[Entries for bounding box labeling]
• • • • •

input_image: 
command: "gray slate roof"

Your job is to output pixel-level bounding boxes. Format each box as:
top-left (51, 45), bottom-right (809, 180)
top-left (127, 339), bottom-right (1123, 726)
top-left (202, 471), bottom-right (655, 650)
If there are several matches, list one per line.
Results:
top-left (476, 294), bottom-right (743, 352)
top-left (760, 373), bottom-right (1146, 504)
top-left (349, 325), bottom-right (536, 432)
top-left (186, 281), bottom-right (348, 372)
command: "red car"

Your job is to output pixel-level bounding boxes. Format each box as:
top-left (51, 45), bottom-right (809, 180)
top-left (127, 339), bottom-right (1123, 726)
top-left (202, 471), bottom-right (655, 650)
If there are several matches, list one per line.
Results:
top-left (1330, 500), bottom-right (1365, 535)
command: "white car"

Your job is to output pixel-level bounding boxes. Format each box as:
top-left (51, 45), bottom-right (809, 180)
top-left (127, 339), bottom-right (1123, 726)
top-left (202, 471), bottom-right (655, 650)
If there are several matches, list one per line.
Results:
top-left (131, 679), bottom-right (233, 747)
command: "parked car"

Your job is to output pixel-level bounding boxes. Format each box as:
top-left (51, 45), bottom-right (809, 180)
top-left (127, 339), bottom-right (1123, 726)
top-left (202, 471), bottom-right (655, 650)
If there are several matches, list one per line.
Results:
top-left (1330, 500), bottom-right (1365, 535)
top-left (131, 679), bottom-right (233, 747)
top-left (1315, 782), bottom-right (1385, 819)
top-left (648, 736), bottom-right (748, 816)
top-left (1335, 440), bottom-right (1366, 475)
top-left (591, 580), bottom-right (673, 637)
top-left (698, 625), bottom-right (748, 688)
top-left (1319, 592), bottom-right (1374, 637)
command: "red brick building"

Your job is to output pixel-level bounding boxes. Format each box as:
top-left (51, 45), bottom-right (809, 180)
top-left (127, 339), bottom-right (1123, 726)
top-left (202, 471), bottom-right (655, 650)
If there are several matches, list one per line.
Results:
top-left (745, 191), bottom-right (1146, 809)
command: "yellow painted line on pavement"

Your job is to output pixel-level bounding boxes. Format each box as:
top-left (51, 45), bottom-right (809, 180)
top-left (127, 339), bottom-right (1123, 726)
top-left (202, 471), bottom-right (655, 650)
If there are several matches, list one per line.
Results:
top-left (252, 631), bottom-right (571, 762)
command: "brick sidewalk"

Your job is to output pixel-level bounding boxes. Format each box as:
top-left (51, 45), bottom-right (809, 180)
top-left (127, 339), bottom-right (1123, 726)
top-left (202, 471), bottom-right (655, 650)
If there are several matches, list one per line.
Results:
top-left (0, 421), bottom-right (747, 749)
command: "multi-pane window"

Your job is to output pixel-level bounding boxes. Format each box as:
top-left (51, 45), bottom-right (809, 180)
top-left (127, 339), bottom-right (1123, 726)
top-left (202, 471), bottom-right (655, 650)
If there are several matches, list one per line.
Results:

• • • • •

TASK:
Repeat the data in its entirety, character for character.

EXERCISE SOLUTION:
input_image: 
command: "gray slate roof"

Your job is to output pixel-level bounding boxes. Format each box as:
top-left (51, 45), bottom-right (809, 180)
top-left (127, 339), bottom-right (1123, 726)
top-left (202, 471), bottom-right (655, 650)
If there are several matches, list one per line.
Results:
top-left (476, 294), bottom-right (743, 352)
top-left (760, 373), bottom-right (1146, 504)
top-left (349, 325), bottom-right (536, 432)
top-left (186, 281), bottom-right (348, 372)
command: "red car"

Your job is to output pixel-level bounding boxes. Format each box as:
top-left (51, 45), bottom-right (809, 180)
top-left (127, 339), bottom-right (1123, 726)
top-left (202, 471), bottom-right (655, 650)
If there are several matches, list one per line.
Results:
top-left (1330, 500), bottom-right (1365, 535)
command: "white car"

Your job is to output pixel-level bounding boxes. Format each box as:
top-left (51, 45), bottom-right (809, 180)
top-left (127, 339), bottom-right (1123, 726)
top-left (202, 471), bottom-right (655, 650)
If there are several matches, list one per line.
Results:
top-left (131, 679), bottom-right (233, 747)
command: "parked car"

Your job is to output pixel-level bounding boxes. Format each box as:
top-left (51, 45), bottom-right (809, 180)
top-left (127, 339), bottom-right (1123, 726)
top-left (202, 471), bottom-right (655, 650)
If there are several matches, list one per line.
Results:
top-left (1330, 500), bottom-right (1365, 535)
top-left (131, 679), bottom-right (233, 747)
top-left (1315, 782), bottom-right (1385, 819)
top-left (648, 736), bottom-right (748, 816)
top-left (1335, 440), bottom-right (1366, 475)
top-left (591, 580), bottom-right (673, 637)
top-left (698, 625), bottom-right (748, 688)
top-left (1319, 592), bottom-right (1374, 637)
command: "red brick building"

Your job is to output pixel-level bounding boxes. Format each box as:
top-left (51, 45), bottom-right (809, 180)
top-left (127, 339), bottom-right (1123, 726)
top-left (202, 471), bottom-right (655, 650)
If there are several matches, list one per line.
Results:
top-left (745, 191), bottom-right (1146, 809)
command: "yellow painted line on pavement"

Your job is to output pixel-level bounding boxes. Format each box as:
top-left (51, 45), bottom-right (809, 180)
top-left (127, 339), bottom-right (1123, 726)
top-left (202, 471), bottom-right (655, 650)
If there are several matches, list one per line.
Results:
top-left (252, 631), bottom-right (571, 762)
command: "brick sidewalk"

Your job is to output pixel-level bounding boxes. Format each box as:
top-left (51, 45), bottom-right (809, 180)
top-left (127, 339), bottom-right (1123, 726)
top-left (202, 471), bottom-right (655, 650)
If there are several matches, list one per line.
Results:
top-left (0, 421), bottom-right (747, 749)
command: "multi-pane window"

Your job is to output pixel-level bounding boxes. Format each box as:
top-left (51, 45), bottom-right (809, 180)
top-left (127, 339), bottom-right (1123, 726)
top-left (202, 471), bottom-right (655, 650)
If there are several matches, list one per line.
Results:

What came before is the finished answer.